#### Work to do
How many lines in the entries below contain the word "woman"? Reply with the number alone.

*****

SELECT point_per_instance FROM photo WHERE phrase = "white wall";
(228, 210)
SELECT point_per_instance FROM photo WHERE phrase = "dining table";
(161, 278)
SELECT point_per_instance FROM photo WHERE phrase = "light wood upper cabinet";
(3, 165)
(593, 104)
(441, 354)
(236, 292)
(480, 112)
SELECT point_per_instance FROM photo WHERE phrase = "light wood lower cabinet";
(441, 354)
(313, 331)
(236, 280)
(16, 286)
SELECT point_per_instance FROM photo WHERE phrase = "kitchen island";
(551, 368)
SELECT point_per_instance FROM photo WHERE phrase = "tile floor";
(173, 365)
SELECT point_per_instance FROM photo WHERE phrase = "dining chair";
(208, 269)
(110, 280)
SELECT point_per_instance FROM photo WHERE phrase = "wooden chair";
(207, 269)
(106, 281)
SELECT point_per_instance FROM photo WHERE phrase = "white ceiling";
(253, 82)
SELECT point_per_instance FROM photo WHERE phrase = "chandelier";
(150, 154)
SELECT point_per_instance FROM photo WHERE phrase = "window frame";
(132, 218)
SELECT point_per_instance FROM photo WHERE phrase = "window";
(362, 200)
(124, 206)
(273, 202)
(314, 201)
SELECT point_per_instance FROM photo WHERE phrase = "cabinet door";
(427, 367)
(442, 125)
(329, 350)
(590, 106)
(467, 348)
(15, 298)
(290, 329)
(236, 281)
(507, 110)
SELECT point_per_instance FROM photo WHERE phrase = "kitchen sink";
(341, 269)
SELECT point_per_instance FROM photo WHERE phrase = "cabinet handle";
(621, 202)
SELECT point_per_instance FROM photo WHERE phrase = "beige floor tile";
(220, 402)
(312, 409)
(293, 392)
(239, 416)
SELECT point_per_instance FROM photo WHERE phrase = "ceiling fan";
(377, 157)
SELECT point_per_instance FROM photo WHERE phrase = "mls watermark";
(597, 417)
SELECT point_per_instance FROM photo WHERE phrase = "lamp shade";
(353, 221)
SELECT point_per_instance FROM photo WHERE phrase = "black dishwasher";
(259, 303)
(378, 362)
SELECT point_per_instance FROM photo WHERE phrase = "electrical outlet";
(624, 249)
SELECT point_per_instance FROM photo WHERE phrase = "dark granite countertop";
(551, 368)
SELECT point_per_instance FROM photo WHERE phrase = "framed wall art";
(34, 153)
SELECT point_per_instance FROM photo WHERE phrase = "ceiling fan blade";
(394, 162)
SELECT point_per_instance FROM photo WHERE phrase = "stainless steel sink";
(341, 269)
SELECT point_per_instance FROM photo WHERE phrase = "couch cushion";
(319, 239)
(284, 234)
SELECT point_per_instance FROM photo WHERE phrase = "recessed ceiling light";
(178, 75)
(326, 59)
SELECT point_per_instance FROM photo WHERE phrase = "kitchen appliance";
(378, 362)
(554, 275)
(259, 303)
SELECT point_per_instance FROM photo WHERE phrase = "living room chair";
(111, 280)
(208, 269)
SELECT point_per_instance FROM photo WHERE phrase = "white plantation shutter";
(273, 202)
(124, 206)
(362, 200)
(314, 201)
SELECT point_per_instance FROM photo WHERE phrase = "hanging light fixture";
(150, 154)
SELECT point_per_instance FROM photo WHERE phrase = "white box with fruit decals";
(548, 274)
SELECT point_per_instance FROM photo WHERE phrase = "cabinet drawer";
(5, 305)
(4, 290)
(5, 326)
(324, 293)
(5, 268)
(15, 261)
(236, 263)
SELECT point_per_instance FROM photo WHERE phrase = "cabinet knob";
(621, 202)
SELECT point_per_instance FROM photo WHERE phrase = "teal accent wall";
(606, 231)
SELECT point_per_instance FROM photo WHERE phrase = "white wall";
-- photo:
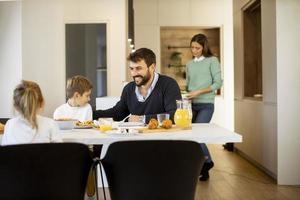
(43, 42)
(288, 90)
(270, 128)
(151, 15)
(10, 54)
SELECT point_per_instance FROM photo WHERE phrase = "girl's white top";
(19, 131)
(82, 113)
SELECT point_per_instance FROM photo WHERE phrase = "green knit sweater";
(203, 74)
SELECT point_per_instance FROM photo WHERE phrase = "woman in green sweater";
(203, 79)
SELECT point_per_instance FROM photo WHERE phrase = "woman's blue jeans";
(202, 113)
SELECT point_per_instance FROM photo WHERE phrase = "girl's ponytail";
(28, 100)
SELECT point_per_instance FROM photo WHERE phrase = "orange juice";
(182, 118)
(105, 127)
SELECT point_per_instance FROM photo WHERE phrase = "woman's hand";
(193, 94)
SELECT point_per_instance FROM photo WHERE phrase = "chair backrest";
(153, 170)
(44, 171)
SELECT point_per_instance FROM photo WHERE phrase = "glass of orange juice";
(105, 124)
(183, 116)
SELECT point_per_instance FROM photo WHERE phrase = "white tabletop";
(201, 133)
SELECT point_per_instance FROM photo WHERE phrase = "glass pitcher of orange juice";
(183, 114)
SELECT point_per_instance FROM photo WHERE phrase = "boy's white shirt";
(19, 131)
(82, 113)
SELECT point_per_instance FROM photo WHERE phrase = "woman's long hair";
(202, 40)
(28, 99)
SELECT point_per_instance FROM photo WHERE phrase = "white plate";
(83, 127)
(130, 124)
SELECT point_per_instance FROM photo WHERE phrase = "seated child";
(77, 107)
(28, 126)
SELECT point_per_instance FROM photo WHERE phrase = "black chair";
(3, 120)
(153, 170)
(44, 171)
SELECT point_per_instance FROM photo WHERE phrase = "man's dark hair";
(143, 54)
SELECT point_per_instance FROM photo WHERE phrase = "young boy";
(77, 107)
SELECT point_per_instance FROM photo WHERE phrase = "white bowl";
(66, 124)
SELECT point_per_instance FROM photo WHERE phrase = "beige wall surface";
(270, 127)
(10, 54)
(151, 15)
(257, 120)
(288, 90)
(43, 42)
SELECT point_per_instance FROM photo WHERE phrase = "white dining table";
(201, 133)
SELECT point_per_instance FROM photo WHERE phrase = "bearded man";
(147, 95)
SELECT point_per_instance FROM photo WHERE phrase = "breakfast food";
(85, 123)
(153, 124)
(166, 124)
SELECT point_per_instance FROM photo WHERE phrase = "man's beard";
(144, 79)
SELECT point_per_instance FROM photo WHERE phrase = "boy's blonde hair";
(78, 84)
(28, 99)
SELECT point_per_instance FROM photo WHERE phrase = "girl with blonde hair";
(28, 126)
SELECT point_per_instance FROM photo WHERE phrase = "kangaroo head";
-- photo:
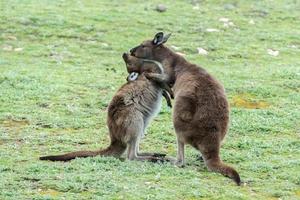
(152, 49)
(133, 64)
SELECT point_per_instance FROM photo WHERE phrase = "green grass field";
(60, 65)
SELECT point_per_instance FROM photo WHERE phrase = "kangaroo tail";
(217, 165)
(114, 149)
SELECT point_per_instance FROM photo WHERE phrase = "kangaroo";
(201, 110)
(129, 113)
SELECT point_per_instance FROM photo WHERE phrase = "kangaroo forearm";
(167, 97)
(159, 78)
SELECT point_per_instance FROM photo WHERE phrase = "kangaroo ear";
(166, 37)
(158, 38)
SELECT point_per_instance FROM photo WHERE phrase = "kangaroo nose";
(132, 51)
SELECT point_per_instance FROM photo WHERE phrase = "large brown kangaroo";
(129, 113)
(201, 111)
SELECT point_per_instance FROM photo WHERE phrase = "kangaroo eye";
(133, 76)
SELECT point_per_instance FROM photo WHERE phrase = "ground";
(60, 65)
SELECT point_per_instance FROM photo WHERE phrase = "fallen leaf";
(223, 19)
(175, 47)
(161, 8)
(7, 48)
(273, 52)
(251, 21)
(18, 49)
(196, 7)
(181, 54)
(202, 51)
(212, 30)
(11, 37)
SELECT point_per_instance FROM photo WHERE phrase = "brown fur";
(201, 110)
(129, 113)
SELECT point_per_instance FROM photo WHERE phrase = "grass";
(60, 64)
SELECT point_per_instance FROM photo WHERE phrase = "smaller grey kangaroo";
(129, 113)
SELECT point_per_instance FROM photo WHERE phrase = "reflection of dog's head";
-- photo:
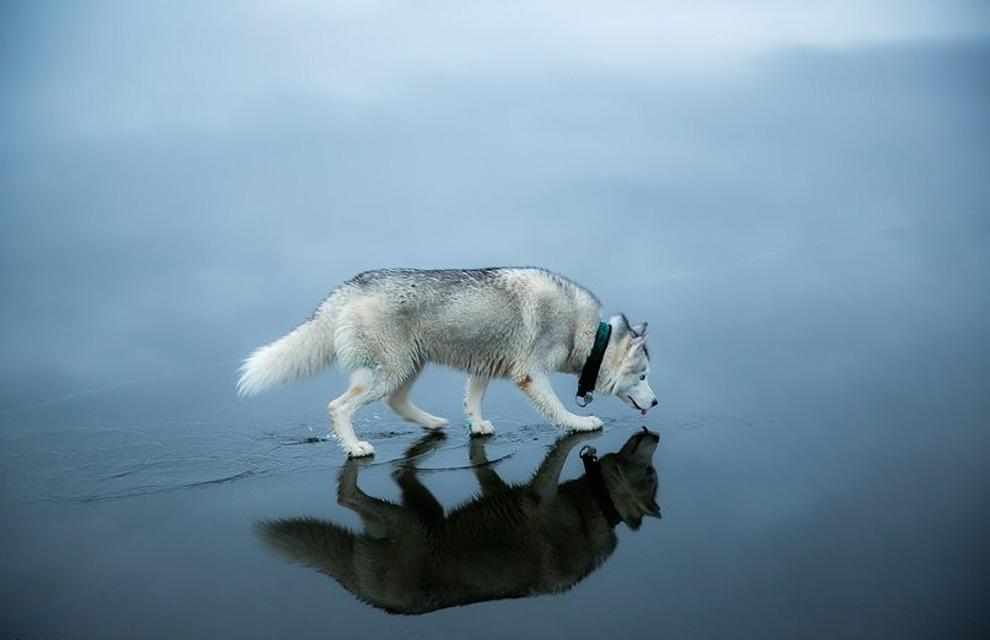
(631, 479)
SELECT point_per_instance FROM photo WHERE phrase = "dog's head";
(629, 365)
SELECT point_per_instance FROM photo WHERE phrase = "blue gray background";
(795, 197)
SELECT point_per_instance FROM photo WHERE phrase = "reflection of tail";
(303, 352)
(314, 543)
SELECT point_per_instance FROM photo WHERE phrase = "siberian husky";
(517, 323)
(510, 541)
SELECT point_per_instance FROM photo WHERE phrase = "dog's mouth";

*****

#### Result below
4